### Extracted text
# Canada PNP program - 2132 Mechanical Engineer



## antonios_1987 (Sep 22, 2017)

Hi All,

Can anyone provide a genuine response.

(1) I have submitted an express entry profile with 320 points. According to present scenario, is there any chance to get an invitation?
(2) I have 69 points in PNP program. Is there any change to get an invitation from any province?

Note: I really don't trust in my agent, because they are saying I will get the PNP invitation from any one of the province within six months?
I have gone through internet daily news and i am not able find any hope according to above mentioned points.

NOC: 2132 Mechanical Engineer
IELTS: CLB 7 (6.5 in each module), Spouse (CLB 4)
Work experience: 6+ years
Age: 33
Education: B-Tech Mechanical Engineering
WES Report: Yes (positive)
Total: 69 Points


----------



## WestCoastCanadianGirl (Mar 17, 2012)

1) Not a chance of receiving an invitation... I have _never_ seen the minimum CRS go below 433 for the Federal Skilled Worker program, ever. For the 20 September 2017 draw, the lowest CRS was 433 with 2,871 available to appliccaitons in _all_ streams.

2) You would have to consult the individual province/territory to see what their requirements are. I know that for the province of Ontario, you would require a minimum CRS of 400 in order to apply for their PNP program.

3) You should fire your agent... they don't know what they're talking about and are only telling you what you want to hear so that they can take your hard earned ₹ ₹ ₹ away from you.

4)


> WES Report: Yes (positive)


What do you mean by "Yes"?

Yes that you have one? 

Unlike in Australia, the WES report just says what your academic qualifications are equal to in Canadian terms, nothing more, nothing less. 

Unless the WES report specifically says that your B-Tech is equal to a Canadian Bachelor's degree, then you can't use that as a degree qualificaiton.


----------



## colchar (Oct 25, 2011)

A B-Tech is not equivalent to a B.A. here, and you will not be able to work as an engineer because it is a regulated profession. In order to become licensed you would need to upgrade your education.


----------



## JGK (Dec 12, 2009)

colchar said:


> A B-Tech is not equivalent to a B.A. here, and you will not be able to work as an engineer because it is a regulated profession. In order to become licensed you would need to upgrade your education.


Agree with Colchar, to call yourself an "Engineer" in Canada (a regulated profession), you need a P.Eng qualification. For Canadians that is achieved through a 4-year degree course plus 4 years as an "engineer-in-training" supervised by a professional engineer. The B-tech isn't going to cut it.


----------



## antonios_1987 (Sep 22, 2017)

WestCoastCanadianGirl said:


> 1) Not a chance of receiving an invitation... I have _never_ seen the minimum CRS go below 433 for the Federal Skilled Worker program, ever. For the 20 September 2017 draw, the lowest CRS was 433 with 2,871 available to appliccaitons in _all_ streams.
> 
> 2) You would have to consult the individual province/territory to see what their requirements are. I know that for the province of Ontario, you would require a minimum CRS of 400 in order to apply for their PNP program.
> 
> ...


Hi,



> WES Report: Yes (positive)


What do you mean by "Yes"? 
I have received WES report saying that B-TEC mechanical engineering degree (04 years) is equivalent to Canadian education.

### Work to complete
Say whether each statement agrees with the forum thread on Canada's PNP program, answering yes or no and quoting the words of the thread that settle it. (a) The person asking has an express entry profile with 320 points. (b) One reply says Ontario requires a minimum CRS of 433 to apply for its PNP program. (c) One reply says Canadians earn the P.Eng qualification through a 4-year degree course plus 4 years as an engineer-in-training.

### Given information

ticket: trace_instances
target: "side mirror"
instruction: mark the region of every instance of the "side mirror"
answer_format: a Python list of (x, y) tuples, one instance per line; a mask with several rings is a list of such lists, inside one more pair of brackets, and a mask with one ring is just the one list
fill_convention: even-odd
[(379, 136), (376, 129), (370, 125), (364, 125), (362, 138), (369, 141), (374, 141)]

### Finished answer
(a) Yes: "I have submitted an express entry profile with 320 points."
(b) No: "you would require a minimum CRS of 400 in order to apply for their PNP program."
(c) Yes: 'For Canadians that is achieved through a 4-year degree course plus 4 years as an "engineer-in-training"'